START

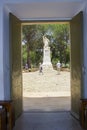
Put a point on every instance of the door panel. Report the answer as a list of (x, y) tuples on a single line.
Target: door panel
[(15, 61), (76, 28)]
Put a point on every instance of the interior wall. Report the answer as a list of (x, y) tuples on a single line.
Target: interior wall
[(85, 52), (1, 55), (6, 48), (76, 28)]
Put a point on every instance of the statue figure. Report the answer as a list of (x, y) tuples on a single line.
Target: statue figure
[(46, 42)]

END
START

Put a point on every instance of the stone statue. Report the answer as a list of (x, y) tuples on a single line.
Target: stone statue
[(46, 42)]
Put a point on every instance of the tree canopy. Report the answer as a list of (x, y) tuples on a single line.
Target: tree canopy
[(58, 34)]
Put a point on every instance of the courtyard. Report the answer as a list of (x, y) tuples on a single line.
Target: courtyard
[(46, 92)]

END

*What needs to be done*: Which lines in the data above contain the string "stone", with case counting? Copy each such line in full.

*Completed task*:
Put a point on every instance of the stone statue. Report the answer as a list of (x, y) tuples on a single line.
Target: stone statue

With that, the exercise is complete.